## [Исходный текст]

'''

На нашем сервере был рассказ о Симоне Львовиче Соловейчике.
(Еще Симону Львовичу посвящена глава книги "Мне интересны все люди")
А сейчас мы предлагаем Вашему вниманию предисловие Симона Соловейчика к статье В.Вельможина "Пятнадцать копеек".
Не знаю, действительно не знаю, какие мысли вызовут у Вас предисловие и сама статья, а я долго, после прочтения думал и вспоминал. Такое было раньше, такое, к сожалению, есть и сегодня.
Итак, газета "Первое сентября" номер от 3 декабря 1994 года.
Читатель, возможно, сразу заметил: в сегодняшнем номере нет нашего девиза "Вы блестящий учитель, у вас прекрасные ученики".
Это не оплошность; сегодня эти слова были бы неуместны.
Мы печатаем очерк учителя Владимира Вельможина, нашего сотрудника
Прочитать его без содрогания невозможно.
В очерке описываются события тридцатилетней давности; на них нельзя повлиять и все равно страдание.
Но разве и в наши дни нет такого в школах?
Мы горды, мы обуяны гордыней, в наших школах не бьют детей.

'''

## [Данные]
'''

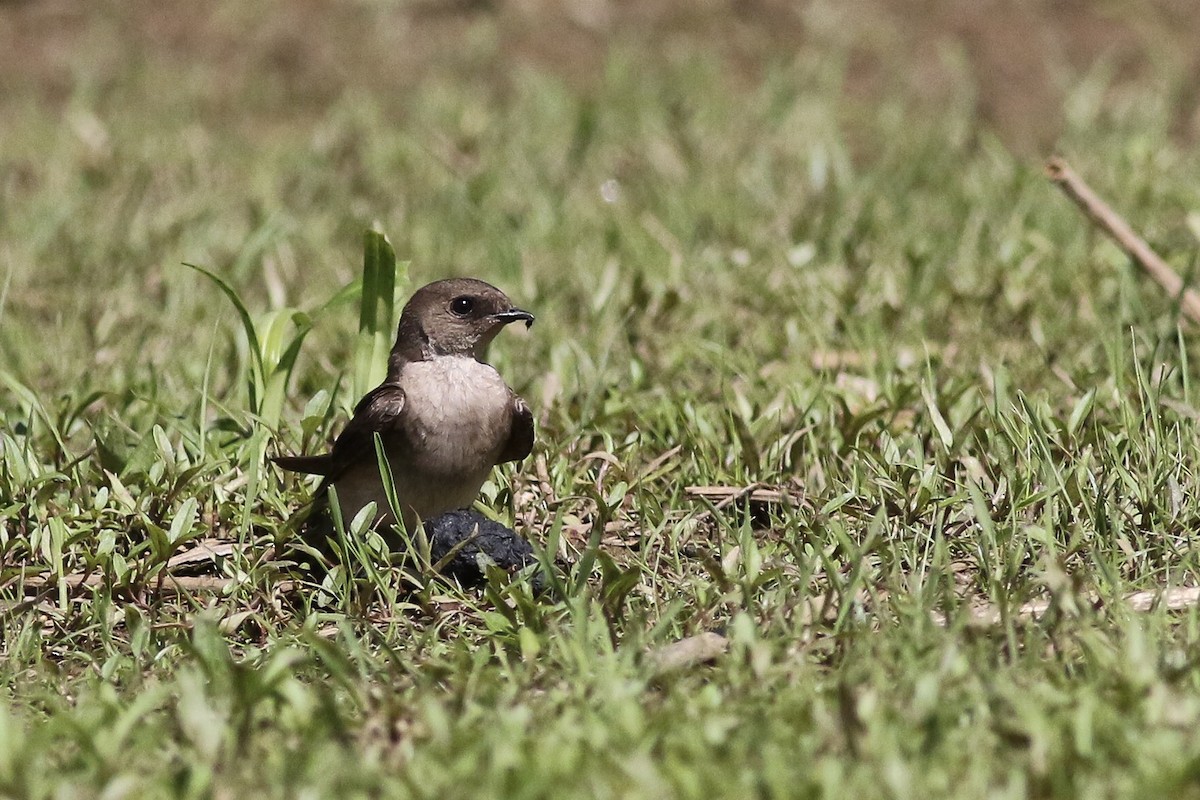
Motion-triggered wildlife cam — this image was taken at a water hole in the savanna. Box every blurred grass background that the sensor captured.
[7,0,1200,798]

'''

## [Задачи для решения]
[1] Какой номер газеты «Первое сентября» назван в тексте о предисловии Симона Соловейчика?
[2] Перепишите часть текста о предисловии Симона Соловейчика, начав со слов «Читатель, возможно, сразу» и закончив словами «все равно страдание.», и замените в ней «девиза» на «лозунга».
[3] Допишите следующую часть текста о предисловии Симона Соловейчика, продолжив его с того места, где он обрывается.

## [Ответы к заданиям]
[1] Номер от 3 декабря 1994 года.

[2]
Читатель, возможно, сразу заметил: в сегодняшнем номере нет нашего лозунга "Вы блестящий учитель, у вас прекрасные ученики".
Это не оплошность; сегодня эти слова были бы неуместны.
Мы печатаем очерк учителя Владимира Вельможина, нашего сотрудника
Прочитать его без содрогания невозможно.
В очерке описываются события тридцатилетней давности; на них нельзя повлиять и все равно страдание.

[3]
Но ведь это неправда! Бьют! Неважно кто бьют! Бьют методично, изо дня в день, превращая школу в пыточный ад для мальчишки.
В последние годы много пишут о дедовщине в армии наконец-то это явление стали хотя бы обсуждать.
Но еще никто не поднял голос против такого же явления в школах, детских домах, техникумах. Только родители мечутся, заискивающе выспрашивают подскажите! Назовите школу, куда можно без опаски послать своего ребенка!
И деньги большие платят не за лучшее учение, а за безопасность. Школа становится такой же страшной, как и армия. Армия пугает дедовщиной, школа страшной властью одних подростков над другими.
Директор техникума рассказывает. "Я перестал выдавать стипендию в кассе. Деньги отнимают тут же, у кассы".
Директор школы рассказывает. "Я вынужден был построить каменную стенку, перегородку в коридоре, чтобы защитить малышей. Большие ребята издеваются над ними на переменах, гасят о голову сигареты".
Есть школы, где правит не директор, а школьный авторитет самый сильный или самый коварный, самый беспощадный мальчишка-садист.
Учителя в таких школах боятся зайти в туалет или в коридор возле спортивного зала.
Школа становится зоной самой большой опасности.
И все молчат!
Министр и министерские высшие чини заняты стандартами и образовательным пространством, теоретики теоретизируют, все кому не лень составляют планы реформ и реформирования, проводится бесчисленное множество конференций никогда их столько не было, но ни от министра не услышишь, но ни одной конференции такой не было: как остановить, как вывести из школы позорную дедовщину?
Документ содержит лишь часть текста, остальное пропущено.